▶ **WHAT IS BEING ASKED**
Rewrite the lines from the one containing "TARGET = river water" through the last line below, inclusive, keeping every line but scaling each answer coordinate by 1.35. Round each scaled coordinate to a whole number, with halves rounded up.
## begin
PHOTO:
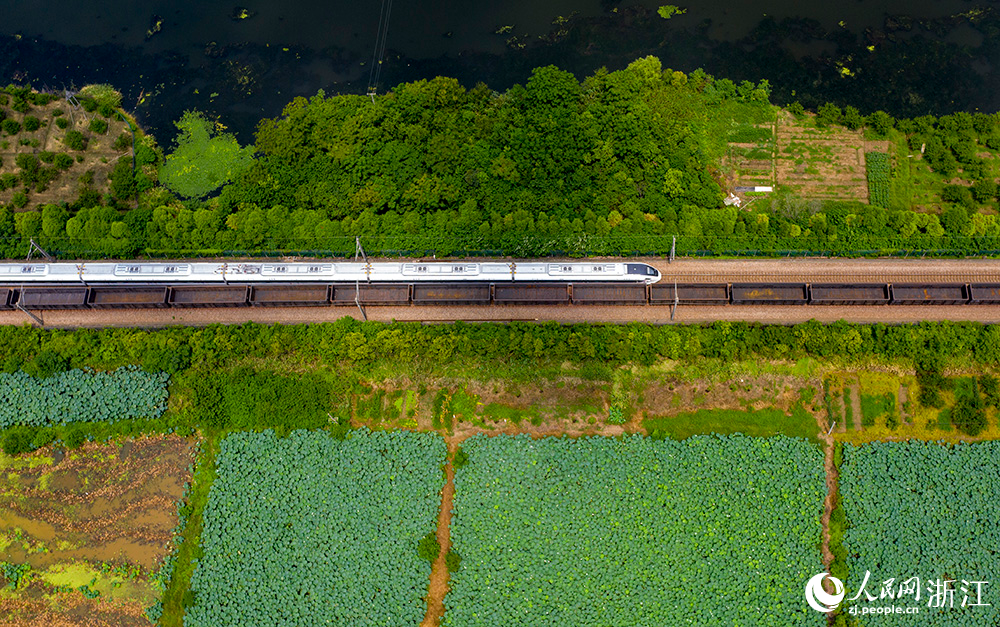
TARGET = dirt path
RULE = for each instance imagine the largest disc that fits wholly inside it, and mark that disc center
(439, 571)
(857, 416)
(831, 488)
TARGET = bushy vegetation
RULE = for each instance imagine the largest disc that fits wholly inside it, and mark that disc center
(619, 163)
(877, 167)
(309, 528)
(634, 531)
(204, 160)
(236, 399)
(925, 510)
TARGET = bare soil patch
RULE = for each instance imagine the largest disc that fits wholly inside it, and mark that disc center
(826, 163)
(96, 519)
(98, 158)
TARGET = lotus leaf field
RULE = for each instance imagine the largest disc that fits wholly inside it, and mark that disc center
(81, 395)
(711, 530)
(926, 510)
(311, 530)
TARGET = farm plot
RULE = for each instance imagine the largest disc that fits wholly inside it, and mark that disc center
(750, 154)
(823, 163)
(635, 531)
(925, 510)
(81, 531)
(310, 530)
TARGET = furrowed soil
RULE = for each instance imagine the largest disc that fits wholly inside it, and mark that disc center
(91, 523)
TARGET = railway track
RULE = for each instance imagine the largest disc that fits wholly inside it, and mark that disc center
(826, 291)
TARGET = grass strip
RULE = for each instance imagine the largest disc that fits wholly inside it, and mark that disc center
(190, 548)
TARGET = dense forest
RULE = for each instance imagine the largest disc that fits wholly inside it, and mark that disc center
(619, 163)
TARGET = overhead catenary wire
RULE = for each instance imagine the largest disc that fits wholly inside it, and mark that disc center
(378, 53)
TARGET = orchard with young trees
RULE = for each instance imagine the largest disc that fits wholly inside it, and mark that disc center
(618, 163)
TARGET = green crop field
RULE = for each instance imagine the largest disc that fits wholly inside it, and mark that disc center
(310, 530)
(926, 510)
(633, 531)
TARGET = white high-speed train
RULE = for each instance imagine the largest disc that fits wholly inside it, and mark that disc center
(33, 272)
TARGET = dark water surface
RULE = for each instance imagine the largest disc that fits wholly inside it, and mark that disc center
(909, 58)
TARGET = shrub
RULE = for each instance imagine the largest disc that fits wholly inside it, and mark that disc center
(984, 190)
(852, 118)
(880, 123)
(29, 166)
(75, 140)
(828, 113)
(17, 440)
(47, 364)
(63, 161)
(957, 194)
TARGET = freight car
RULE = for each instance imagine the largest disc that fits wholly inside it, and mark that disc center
(117, 296)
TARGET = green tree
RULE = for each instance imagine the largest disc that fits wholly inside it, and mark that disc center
(880, 122)
(852, 118)
(828, 113)
(202, 162)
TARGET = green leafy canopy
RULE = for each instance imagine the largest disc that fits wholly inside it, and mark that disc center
(204, 159)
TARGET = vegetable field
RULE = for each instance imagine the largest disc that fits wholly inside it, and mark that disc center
(633, 531)
(877, 166)
(81, 395)
(310, 530)
(926, 510)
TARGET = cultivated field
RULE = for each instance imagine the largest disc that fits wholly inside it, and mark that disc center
(926, 510)
(822, 163)
(81, 530)
(633, 531)
(309, 530)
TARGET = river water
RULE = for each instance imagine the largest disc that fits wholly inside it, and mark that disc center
(242, 63)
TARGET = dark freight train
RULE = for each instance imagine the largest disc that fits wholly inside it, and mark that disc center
(75, 296)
## end
▶ **RESULT OF THIS EXERCISE**
TARGET = river water
RULE = for each instance imagine the largest disc that fits wholly inside it, and mark that disc center
(327, 85)
TARGET = dark freight train
RULE = for each instance imagine the largest disc that fits wholly inside it, and mark that disc center
(101, 400)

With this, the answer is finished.